**Questions on the material**
1/ Write out the part of the Honopū Valley passage from "Native Hawaiians refer" to "near Honopū Valley.".
2/ According to the Honopū Valley passage, why were the ocean scenes in the 1976 King Kong hard to film?
3/ Say whether each statement agrees with the Honopū Valley passage, answering yes or no and quoting the deciding words of the passage. (a) The Kalalau Trail ends near Honopū Valley. (b) The 1976 King Kong was originally planned to be shot entirely in Hawaii. (c) A filming boat capsized during the making of the 1976 King Kong.

**Exercise passage**
***
Native Hawaiians refer to the ancient mythological Menehune people of Polynesia as being kamaʻaina, or "children of the land". While they may simply be mythical, the Menehune are said to have lived throughout the Hawaiian Islands, including Kauaʻi, which they inhabited in large numbers. The Honopu Valley is also known as "the valley of the lost tribe" because it was the home of the last Menehune.

== Travel ==
Honopū Ridge, above the cliffs, can be visited with a few miles' walk. The view along the way includes that of the ocean and the beach of Honopū. There are tour boats that travel along the coast and helicopters offering aerial views of the valley. The Kalalau Trail ends near Honopū Valley.

== Honopū Valley in film ==

Aircraft and boats that are part of Hollywood film productions are the only ones allowed in Honopū Valley. Honopū Valley is perhaps most famous for its appearances in the 1976 remake of King Kong and in the 1998 movie Six Days Seven Nights.

In the 1976 remake of King Kong the beaches and jungles of Kauai, Hawaii stood in for South Pacific. Originally only the jungle scenes were to be shot in Hawaii and the rest on Zuma Beach, California. Producer Dino De Laurentiis, however, was so pleased with Hawaii that he decided to film all the beach scenes at Honopū and Kalalau Valley. The producers and production crew of King Kong were told that Honopū Valley was uninhabited, but on the day that they arrived to start filming, they were shocked to find honeymooners on the beach. Scenes that involved filming in the ocean were hard to film due to the 12-foot-high waves. Most of the crew got seasick and one filming boat almost capsized. Examples of involved scenes are when the party arrive on Skull Island and the nighttime arrival to rescue Dwan; other scenes are the arrival of equipment to capture King Kong and Fred Wilson directing the rescue mission.

For the film Six Days Seven Nights, Hawaii stood in for French Polynesia. Among the scenes filmed on Honopū Beach is the one in which Harrison Ford runs from pirates. The arch is also included in the film.

Other Hollywood movies filmed in Honopū Valley include Honeymoon in Vegas, Acapulco Gold, and Raiders of the Lost Ark.
More recently the beach and surrounding scenery were used as location for the fourth in the Pirates of the Caribbean series of movies, On Stranger Tides (2011).
***
**Dataset content**
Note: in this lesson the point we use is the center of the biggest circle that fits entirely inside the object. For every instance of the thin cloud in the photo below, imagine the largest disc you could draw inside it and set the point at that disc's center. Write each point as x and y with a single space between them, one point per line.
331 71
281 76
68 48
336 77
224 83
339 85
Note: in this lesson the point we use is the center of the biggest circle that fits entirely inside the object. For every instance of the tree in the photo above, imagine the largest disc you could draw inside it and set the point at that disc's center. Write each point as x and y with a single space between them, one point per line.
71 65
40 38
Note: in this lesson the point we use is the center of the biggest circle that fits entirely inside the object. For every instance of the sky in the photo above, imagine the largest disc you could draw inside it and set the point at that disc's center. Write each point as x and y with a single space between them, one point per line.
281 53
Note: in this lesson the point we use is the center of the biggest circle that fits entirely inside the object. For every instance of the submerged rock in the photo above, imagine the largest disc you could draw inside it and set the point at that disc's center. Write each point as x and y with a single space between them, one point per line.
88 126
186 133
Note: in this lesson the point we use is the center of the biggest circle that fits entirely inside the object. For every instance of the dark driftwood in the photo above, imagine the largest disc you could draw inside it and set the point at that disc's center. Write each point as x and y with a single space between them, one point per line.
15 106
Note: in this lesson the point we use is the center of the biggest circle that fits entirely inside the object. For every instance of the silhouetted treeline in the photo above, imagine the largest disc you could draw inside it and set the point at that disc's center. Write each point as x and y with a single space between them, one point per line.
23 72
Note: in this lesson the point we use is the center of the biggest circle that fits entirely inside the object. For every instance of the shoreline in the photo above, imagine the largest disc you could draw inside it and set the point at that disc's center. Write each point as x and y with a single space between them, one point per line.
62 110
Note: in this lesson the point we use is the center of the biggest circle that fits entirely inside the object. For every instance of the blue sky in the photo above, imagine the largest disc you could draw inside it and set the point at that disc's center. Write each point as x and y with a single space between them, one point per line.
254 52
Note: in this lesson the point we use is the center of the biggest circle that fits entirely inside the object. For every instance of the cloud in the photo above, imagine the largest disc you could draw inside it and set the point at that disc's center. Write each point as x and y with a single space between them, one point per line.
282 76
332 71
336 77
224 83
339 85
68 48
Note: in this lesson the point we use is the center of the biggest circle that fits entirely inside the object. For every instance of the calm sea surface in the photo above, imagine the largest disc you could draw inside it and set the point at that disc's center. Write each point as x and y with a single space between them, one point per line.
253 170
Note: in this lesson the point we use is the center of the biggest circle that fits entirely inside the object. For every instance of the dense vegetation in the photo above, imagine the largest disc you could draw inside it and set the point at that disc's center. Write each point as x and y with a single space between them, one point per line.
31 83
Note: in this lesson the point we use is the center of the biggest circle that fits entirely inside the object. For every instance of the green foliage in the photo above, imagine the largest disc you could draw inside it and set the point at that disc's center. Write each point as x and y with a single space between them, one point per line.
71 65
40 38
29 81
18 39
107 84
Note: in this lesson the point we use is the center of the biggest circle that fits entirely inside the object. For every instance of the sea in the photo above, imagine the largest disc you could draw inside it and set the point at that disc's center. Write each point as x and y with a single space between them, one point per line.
***
**Answers to the exercise**
1/
Native Hawaiians refer to the ancient mythological Menehune people of Polynesia as being kamaʻaina, or "children of the land". While they may simply be mythical, the Menehune are said to have lived throughout the Hawaiian Islands, including Kauaʻi, which they inhabited in large numbers. The Honopu Valley is also known as "the valley of the lost tribe" because it was the home of the last Menehune.

== Travel ==
Honopū Ridge, above the cliffs, can be visited with a few miles' walk. The view along the way includes that of the ocean and the beach of Honopū. There are tour boats that travel along the coast and helicopters offering aerial views of the valley. The Kalalau Trail ends near Honopū Valley.

2/ They were hard to film because of the 12-foot-high waves.

3/
(a) Yes: "The Kalalau Trail ends near Honopū Valley."
(b) No: "Originally only the jungle scenes were to be shot in Hawaii and the rest on Zuma Beach, California."
(c) No: "one filming boat almost capsized"